- **TASK DIRECTIONS**
Look below for the line containing "Trace the outline of every instance of the orange" and the line containing "Trace the outline of every instance of the blurred"; repeat exactly those two lines and all lines between them, and nothing else.

==============================

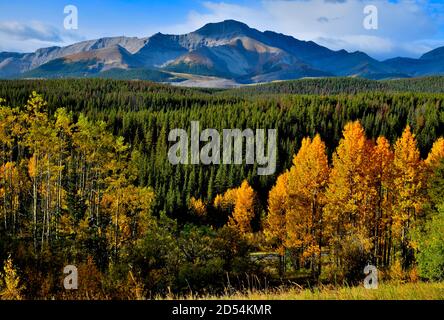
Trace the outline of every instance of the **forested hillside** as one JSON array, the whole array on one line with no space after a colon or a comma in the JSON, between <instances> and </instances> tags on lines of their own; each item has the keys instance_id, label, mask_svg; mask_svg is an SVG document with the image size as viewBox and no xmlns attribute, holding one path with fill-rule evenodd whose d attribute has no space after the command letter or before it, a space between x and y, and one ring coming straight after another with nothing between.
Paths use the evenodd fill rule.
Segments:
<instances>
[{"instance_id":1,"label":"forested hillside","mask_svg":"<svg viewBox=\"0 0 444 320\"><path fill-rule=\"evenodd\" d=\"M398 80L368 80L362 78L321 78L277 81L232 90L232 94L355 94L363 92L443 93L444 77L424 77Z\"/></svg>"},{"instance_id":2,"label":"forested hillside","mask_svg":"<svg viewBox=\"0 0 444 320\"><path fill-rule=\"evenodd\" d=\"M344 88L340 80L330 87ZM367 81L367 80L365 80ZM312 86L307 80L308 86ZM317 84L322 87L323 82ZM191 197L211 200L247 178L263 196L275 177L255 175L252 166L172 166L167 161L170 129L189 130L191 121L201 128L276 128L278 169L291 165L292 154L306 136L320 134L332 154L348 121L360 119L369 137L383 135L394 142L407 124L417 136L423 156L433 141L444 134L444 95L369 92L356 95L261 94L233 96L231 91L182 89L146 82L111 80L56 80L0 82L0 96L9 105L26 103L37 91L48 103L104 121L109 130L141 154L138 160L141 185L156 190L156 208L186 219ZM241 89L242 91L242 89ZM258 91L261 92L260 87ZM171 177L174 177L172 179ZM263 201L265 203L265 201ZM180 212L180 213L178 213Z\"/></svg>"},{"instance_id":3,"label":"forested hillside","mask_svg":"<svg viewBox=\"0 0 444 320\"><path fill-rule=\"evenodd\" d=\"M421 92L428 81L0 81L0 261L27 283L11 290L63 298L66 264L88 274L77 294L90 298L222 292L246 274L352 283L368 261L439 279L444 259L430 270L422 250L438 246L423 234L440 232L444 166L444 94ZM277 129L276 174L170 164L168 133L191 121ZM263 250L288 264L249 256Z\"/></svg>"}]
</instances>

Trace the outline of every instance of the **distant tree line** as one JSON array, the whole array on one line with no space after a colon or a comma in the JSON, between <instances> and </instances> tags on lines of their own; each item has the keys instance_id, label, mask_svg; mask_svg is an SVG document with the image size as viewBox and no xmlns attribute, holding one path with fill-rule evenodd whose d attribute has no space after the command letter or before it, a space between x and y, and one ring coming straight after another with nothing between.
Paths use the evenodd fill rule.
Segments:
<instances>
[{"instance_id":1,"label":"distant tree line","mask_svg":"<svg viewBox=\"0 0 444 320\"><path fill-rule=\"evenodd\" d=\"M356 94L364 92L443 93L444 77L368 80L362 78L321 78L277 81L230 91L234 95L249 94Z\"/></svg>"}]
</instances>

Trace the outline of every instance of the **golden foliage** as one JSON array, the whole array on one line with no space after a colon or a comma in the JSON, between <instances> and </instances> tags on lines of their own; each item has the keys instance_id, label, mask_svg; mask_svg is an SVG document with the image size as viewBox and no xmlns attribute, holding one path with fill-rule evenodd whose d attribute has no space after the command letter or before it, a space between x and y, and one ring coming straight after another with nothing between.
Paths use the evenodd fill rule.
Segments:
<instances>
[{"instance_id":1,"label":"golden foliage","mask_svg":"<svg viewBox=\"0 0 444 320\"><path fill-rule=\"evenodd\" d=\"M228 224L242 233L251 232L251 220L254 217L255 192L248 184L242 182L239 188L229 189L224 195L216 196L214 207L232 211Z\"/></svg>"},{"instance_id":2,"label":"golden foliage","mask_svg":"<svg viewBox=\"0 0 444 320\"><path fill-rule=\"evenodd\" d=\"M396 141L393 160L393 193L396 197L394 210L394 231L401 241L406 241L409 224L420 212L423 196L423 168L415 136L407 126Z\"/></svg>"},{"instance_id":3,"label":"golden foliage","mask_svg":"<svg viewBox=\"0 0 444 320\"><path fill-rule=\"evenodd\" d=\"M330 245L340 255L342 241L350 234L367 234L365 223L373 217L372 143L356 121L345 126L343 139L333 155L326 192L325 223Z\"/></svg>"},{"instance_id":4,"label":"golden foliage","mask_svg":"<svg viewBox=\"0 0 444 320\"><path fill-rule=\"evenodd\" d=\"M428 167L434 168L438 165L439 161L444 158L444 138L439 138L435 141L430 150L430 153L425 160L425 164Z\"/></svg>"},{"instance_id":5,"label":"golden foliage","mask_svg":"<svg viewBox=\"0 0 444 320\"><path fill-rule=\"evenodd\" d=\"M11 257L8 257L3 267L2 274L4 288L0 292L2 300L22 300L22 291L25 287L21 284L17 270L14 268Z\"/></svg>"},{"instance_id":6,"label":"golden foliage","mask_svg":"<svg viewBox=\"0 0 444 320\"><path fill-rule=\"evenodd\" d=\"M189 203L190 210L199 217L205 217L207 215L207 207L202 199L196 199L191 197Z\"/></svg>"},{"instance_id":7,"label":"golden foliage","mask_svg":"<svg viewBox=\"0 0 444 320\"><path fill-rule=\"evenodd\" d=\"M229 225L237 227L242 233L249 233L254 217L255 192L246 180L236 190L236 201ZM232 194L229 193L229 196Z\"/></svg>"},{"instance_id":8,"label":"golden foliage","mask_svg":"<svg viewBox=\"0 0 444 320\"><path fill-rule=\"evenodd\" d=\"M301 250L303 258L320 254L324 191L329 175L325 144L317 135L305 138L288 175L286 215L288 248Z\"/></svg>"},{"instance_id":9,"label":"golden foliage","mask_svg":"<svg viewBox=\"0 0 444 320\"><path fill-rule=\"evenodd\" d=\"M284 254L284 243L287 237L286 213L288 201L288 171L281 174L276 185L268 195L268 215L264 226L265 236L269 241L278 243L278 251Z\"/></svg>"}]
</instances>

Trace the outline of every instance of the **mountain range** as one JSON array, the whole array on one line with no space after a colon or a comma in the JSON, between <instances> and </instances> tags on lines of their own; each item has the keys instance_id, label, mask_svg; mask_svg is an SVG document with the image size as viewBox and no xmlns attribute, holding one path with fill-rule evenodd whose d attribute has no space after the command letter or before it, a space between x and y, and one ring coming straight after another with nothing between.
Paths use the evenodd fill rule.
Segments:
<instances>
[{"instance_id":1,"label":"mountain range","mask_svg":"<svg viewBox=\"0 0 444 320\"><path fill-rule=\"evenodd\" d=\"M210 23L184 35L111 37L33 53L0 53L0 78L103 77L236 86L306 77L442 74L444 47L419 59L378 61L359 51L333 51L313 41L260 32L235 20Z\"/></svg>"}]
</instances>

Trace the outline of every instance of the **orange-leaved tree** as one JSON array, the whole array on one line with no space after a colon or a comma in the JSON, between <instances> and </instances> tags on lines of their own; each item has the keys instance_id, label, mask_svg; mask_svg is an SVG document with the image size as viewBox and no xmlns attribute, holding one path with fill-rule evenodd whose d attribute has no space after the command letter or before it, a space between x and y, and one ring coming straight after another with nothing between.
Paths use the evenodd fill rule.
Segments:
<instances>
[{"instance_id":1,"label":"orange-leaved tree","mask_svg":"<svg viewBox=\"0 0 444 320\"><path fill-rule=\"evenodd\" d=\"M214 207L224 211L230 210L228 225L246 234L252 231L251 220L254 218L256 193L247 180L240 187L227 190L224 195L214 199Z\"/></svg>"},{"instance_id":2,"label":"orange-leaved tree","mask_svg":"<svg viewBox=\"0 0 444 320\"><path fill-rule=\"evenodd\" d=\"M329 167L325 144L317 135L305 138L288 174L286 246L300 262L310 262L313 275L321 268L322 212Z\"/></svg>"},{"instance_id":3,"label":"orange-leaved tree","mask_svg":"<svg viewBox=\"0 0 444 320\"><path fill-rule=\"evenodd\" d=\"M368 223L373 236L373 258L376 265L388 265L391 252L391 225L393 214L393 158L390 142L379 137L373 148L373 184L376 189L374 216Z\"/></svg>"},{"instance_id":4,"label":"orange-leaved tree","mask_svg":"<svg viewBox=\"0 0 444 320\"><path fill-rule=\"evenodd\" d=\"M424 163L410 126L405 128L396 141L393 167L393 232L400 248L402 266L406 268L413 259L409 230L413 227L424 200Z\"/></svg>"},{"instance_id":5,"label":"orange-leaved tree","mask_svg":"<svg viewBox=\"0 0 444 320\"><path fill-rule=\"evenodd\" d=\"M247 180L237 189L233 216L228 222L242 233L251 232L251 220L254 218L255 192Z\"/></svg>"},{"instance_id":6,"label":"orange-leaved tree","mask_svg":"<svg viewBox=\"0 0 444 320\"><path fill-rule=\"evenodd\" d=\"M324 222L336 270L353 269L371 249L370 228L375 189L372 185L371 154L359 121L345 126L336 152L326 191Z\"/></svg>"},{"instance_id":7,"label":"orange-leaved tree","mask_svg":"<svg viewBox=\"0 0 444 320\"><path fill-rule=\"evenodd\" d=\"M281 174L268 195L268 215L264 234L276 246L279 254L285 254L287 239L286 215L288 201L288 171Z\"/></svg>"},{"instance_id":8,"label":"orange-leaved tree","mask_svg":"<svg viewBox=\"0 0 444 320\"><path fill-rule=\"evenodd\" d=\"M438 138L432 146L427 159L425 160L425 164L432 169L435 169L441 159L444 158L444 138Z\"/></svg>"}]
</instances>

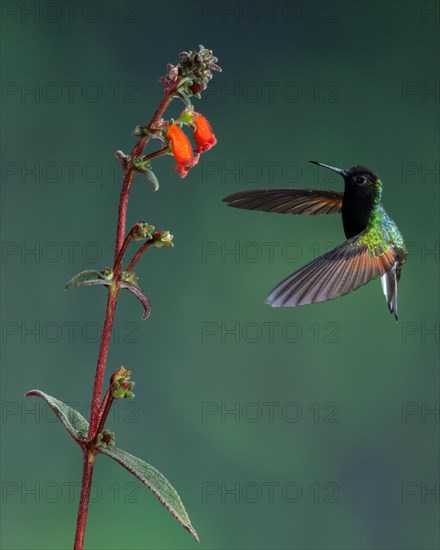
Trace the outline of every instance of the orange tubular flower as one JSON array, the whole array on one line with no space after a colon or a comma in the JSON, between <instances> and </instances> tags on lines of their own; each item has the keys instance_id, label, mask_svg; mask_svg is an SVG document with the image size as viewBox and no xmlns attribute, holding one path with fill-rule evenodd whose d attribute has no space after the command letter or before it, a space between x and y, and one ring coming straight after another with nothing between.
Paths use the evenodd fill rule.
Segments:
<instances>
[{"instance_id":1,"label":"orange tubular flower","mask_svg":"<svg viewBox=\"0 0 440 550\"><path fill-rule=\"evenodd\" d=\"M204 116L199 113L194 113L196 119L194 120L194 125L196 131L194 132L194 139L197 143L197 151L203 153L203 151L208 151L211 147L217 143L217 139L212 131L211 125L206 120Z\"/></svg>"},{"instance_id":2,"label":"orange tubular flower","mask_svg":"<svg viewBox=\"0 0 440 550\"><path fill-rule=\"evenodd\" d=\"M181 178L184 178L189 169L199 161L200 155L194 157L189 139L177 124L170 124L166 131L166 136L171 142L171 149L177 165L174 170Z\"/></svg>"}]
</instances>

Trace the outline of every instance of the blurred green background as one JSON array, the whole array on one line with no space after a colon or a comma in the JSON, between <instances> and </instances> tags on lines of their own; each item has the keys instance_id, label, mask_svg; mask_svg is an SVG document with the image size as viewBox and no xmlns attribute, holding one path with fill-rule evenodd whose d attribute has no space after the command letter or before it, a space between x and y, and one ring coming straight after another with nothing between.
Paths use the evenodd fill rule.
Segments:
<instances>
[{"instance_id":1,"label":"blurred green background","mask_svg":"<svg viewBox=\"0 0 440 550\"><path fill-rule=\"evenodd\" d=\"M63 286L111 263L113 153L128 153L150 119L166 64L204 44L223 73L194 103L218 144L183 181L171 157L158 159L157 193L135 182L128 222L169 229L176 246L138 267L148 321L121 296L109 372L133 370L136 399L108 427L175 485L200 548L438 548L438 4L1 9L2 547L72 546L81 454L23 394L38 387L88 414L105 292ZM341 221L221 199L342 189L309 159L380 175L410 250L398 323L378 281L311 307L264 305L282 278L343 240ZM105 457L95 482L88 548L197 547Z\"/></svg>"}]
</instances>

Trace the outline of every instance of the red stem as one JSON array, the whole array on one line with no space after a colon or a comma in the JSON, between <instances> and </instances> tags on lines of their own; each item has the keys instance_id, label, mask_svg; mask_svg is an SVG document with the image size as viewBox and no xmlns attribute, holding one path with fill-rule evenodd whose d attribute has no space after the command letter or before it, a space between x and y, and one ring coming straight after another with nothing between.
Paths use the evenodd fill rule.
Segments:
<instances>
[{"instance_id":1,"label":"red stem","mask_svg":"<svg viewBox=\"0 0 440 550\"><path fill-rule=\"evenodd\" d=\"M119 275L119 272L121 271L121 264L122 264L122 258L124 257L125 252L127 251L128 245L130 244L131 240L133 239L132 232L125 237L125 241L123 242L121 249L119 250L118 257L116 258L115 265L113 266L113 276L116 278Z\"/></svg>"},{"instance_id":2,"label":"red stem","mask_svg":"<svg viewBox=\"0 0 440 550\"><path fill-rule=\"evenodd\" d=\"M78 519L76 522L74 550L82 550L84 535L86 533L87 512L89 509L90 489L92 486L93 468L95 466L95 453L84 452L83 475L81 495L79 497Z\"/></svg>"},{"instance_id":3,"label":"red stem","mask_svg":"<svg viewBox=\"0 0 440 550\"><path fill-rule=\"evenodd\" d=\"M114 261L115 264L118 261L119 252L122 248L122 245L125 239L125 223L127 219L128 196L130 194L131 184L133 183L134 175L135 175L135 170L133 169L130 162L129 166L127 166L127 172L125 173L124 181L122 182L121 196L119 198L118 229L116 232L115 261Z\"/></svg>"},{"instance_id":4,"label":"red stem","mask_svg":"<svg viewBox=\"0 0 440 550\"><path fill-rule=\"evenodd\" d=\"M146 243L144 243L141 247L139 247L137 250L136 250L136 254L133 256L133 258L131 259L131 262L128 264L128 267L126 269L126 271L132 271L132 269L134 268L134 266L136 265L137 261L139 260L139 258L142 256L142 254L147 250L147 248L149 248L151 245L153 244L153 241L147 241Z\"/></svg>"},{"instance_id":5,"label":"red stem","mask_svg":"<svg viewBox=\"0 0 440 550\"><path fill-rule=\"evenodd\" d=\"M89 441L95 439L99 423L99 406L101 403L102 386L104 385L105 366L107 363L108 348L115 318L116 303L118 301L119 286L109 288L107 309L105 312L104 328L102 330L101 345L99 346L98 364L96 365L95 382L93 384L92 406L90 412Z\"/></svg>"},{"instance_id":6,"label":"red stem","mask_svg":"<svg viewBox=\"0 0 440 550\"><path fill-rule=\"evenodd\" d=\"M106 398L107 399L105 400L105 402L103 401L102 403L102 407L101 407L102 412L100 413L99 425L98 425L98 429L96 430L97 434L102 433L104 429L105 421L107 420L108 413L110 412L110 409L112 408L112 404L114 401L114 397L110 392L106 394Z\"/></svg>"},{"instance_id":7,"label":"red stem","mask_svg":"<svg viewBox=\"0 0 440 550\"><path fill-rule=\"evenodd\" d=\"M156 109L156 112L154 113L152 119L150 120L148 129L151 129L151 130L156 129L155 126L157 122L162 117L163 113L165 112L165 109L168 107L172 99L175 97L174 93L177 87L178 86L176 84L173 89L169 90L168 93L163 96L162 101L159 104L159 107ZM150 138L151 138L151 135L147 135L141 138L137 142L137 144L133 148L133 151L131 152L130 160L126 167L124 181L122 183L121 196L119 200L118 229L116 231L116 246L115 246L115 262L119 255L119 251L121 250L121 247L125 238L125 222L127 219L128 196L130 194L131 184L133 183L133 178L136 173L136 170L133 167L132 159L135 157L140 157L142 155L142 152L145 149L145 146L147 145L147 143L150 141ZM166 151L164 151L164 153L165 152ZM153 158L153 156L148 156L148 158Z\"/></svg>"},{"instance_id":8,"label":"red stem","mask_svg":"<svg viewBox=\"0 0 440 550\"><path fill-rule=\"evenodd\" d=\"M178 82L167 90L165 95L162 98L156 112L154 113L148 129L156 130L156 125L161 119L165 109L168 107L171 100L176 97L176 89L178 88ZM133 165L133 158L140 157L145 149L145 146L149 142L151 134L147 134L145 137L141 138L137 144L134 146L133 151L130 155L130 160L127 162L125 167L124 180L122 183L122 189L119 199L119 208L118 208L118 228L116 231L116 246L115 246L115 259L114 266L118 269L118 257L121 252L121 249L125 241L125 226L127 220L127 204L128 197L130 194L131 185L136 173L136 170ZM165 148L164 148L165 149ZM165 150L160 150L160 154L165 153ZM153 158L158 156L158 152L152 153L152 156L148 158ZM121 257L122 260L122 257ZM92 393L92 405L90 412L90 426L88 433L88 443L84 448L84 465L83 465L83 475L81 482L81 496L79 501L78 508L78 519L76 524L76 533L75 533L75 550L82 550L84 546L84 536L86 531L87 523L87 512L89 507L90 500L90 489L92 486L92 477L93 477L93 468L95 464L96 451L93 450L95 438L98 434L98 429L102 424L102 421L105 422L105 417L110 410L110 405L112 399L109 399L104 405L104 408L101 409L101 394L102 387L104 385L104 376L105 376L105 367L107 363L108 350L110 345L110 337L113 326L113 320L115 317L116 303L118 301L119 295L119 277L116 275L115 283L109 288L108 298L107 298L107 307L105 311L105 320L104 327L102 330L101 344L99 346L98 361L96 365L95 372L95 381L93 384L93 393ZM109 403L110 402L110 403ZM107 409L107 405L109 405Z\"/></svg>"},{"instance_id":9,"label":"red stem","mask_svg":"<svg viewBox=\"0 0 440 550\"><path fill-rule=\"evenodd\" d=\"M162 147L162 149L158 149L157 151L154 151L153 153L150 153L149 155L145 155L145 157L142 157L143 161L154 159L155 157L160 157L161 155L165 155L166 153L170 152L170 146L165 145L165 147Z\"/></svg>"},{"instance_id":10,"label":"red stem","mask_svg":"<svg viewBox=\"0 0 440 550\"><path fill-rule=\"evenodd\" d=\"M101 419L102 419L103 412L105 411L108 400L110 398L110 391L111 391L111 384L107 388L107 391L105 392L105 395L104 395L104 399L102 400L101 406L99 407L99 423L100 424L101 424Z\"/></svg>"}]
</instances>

==============================

- **EXERCISE RESULT**
Trace the outline of every instance of the orange tubular flower as one JSON array, the whole array on one line with no space after a colon or a comma in the JSON, between <instances> and </instances> tags on lines of their own; each item has the keys instance_id, label, mask_svg; mask_svg is an SVG document with the image size as viewBox and no xmlns attribute, holding one path with fill-rule evenodd whose d attribute has no space after the command letter or before it, a space between x and y, and one ring coming straight after another with nothing between.
Paths use the evenodd fill rule.
Segments:
<instances>
[{"instance_id":1,"label":"orange tubular flower","mask_svg":"<svg viewBox=\"0 0 440 550\"><path fill-rule=\"evenodd\" d=\"M204 116L199 113L194 113L196 119L194 120L194 125L196 131L194 132L194 139L197 143L197 151L203 153L203 151L208 151L211 147L217 143L217 139L212 131L211 125L206 120Z\"/></svg>"},{"instance_id":2,"label":"orange tubular flower","mask_svg":"<svg viewBox=\"0 0 440 550\"><path fill-rule=\"evenodd\" d=\"M181 178L184 178L189 169L199 161L200 155L194 157L189 139L177 124L170 124L166 131L166 136L171 142L171 149L177 165L174 170Z\"/></svg>"}]
</instances>

Trace the outline of every instance of the blurred green background as one JSON array, the whole array on one line with no space after a colon or a comma in the JSON, between <instances> and </instances> tags on lines of their own; each item has the keys instance_id, label, mask_svg; mask_svg is an SVG document with the image size as viewBox and no xmlns attribute, holding one path with fill-rule evenodd whose d attribute has no space after the command letter or before it, a space between x and y, and one ring coming straight after another with nothing between.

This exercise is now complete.